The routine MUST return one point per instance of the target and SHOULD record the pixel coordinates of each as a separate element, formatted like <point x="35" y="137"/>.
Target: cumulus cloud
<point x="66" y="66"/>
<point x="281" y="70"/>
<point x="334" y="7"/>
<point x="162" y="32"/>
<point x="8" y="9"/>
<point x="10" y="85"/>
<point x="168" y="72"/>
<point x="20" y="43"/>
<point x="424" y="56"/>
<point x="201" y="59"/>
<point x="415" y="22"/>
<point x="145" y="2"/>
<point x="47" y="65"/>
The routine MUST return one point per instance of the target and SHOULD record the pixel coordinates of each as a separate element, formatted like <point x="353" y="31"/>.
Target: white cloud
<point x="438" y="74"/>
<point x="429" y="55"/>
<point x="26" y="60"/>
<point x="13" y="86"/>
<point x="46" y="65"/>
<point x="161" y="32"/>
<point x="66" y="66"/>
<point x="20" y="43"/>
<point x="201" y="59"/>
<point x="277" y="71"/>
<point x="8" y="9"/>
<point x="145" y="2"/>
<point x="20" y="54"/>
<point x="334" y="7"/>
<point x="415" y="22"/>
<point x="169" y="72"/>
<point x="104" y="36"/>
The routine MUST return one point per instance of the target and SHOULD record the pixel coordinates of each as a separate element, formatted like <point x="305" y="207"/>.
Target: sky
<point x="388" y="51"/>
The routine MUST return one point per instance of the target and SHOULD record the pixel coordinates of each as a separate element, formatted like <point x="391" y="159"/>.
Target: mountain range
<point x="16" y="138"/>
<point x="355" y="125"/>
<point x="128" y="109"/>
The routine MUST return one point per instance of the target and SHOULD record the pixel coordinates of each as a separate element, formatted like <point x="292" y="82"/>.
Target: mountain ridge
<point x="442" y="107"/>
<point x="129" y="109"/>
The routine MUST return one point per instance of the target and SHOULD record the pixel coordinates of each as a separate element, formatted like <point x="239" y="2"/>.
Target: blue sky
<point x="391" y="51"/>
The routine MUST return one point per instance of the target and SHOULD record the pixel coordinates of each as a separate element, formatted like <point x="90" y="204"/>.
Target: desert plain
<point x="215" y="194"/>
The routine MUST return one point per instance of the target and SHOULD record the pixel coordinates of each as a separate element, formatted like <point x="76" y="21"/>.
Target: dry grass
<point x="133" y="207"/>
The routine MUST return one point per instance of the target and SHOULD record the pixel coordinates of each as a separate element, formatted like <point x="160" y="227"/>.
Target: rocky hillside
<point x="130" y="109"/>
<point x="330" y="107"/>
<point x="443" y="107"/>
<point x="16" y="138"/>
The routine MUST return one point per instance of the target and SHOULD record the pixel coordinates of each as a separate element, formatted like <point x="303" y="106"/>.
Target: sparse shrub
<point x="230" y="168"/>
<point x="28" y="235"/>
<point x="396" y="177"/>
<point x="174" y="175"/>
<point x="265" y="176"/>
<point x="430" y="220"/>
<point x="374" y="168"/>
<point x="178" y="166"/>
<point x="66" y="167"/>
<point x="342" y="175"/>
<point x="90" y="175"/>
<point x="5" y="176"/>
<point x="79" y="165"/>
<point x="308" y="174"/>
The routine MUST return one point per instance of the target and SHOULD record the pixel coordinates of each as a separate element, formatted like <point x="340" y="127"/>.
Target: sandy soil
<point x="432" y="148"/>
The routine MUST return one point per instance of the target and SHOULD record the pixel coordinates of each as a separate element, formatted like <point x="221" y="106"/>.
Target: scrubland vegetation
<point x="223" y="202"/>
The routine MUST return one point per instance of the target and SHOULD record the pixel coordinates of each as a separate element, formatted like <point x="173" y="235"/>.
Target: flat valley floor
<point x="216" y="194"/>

• • • • • • •

The exercise: Reproduce the data shown above exactly.

Correct answer:
The routine MUST return one point per instance of the target and SHOULD record the pixel coordinates of each as a separate element, formatted like <point x="35" y="137"/>.
Target: cumulus cloud
<point x="66" y="66"/>
<point x="281" y="70"/>
<point x="334" y="7"/>
<point x="162" y="32"/>
<point x="8" y="9"/>
<point x="10" y="85"/>
<point x="168" y="72"/>
<point x="20" y="43"/>
<point x="424" y="56"/>
<point x="201" y="59"/>
<point x="415" y="22"/>
<point x="145" y="2"/>
<point x="47" y="65"/>
The routine MUST return one point per instance of the target and SHOULD record the pixel coordinates of each as a separate element, formatted like <point x="353" y="31"/>.
Target: white cloud
<point x="438" y="74"/>
<point x="429" y="55"/>
<point x="26" y="60"/>
<point x="13" y="86"/>
<point x="46" y="65"/>
<point x="161" y="32"/>
<point x="66" y="66"/>
<point x="20" y="43"/>
<point x="201" y="59"/>
<point x="277" y="71"/>
<point x="8" y="9"/>
<point x="145" y="2"/>
<point x="20" y="54"/>
<point x="334" y="7"/>
<point x="415" y="22"/>
<point x="169" y="72"/>
<point x="104" y="36"/>
The routine MUST return one point per instance of the target and SHOULD record the pixel coordinates of each as a separate element, formatted like <point x="305" y="207"/>.
Target: sky
<point x="388" y="51"/>
The routine MUST return one point per instance of the target and SHOULD record the pixel coordinates of each as a separate element, formatted like <point x="391" y="159"/>.
Target: mountain range
<point x="16" y="138"/>
<point x="355" y="125"/>
<point x="128" y="109"/>
The routine MUST return one point per instance of the target and SHOULD record the pixel coordinates of each as a separate element, formatted like <point x="292" y="82"/>.
Target: mountain ridge
<point x="442" y="107"/>
<point x="129" y="109"/>
The routine MUST return one point per instance of the target and SHOULD record the pixel coordinates of each as a separate element, formatted like <point x="239" y="2"/>.
Target: blue sky
<point x="391" y="51"/>
The routine MUST return one point per instance of the target and SHOULD record the pixel coordinates of each as a separate element, formatted like <point x="90" y="204"/>.
Target: desert plain
<point x="215" y="194"/>
The routine MUST return one point per instance of the target and SHOULD record the pixel coordinates of each as a separate element, formatted like <point x="76" y="21"/>.
Target: dry grass
<point x="133" y="207"/>
The routine MUST return one point per instance of the target and SHOULD record the pixel coordinates of each as a separate element, formatted like <point x="160" y="227"/>.
Target: rocky hillside
<point x="130" y="109"/>
<point x="330" y="107"/>
<point x="443" y="107"/>
<point x="16" y="138"/>
The routine MUST return one point per instance of the target and SHOULD record the pixel coordinates of each as a separate element, formatted like <point x="303" y="106"/>.
Target: sparse shrub
<point x="230" y="168"/>
<point x="28" y="235"/>
<point x="396" y="177"/>
<point x="174" y="175"/>
<point x="265" y="176"/>
<point x="430" y="220"/>
<point x="374" y="168"/>
<point x="178" y="166"/>
<point x="66" y="167"/>
<point x="342" y="175"/>
<point x="90" y="175"/>
<point x="5" y="176"/>
<point x="79" y="165"/>
<point x="308" y="174"/>
The routine MUST return one point per instance of the target and SHOULD record the pixel coordinates of each as a separate element, formatted like <point x="340" y="127"/>.
Target: sandy soil
<point x="432" y="148"/>
The routine MUST return one point per instance of the target and SHOULD record the pixel coordinates of each as a separate element, formatted like <point x="221" y="106"/>.
Target: scrubland vegetation
<point x="223" y="202"/>
The routine MUST return one point per instance of the target and SHOULD record the pixel coordinates of each as a separate element, formatted like <point x="173" y="235"/>.
Target: flat valley floor
<point x="216" y="194"/>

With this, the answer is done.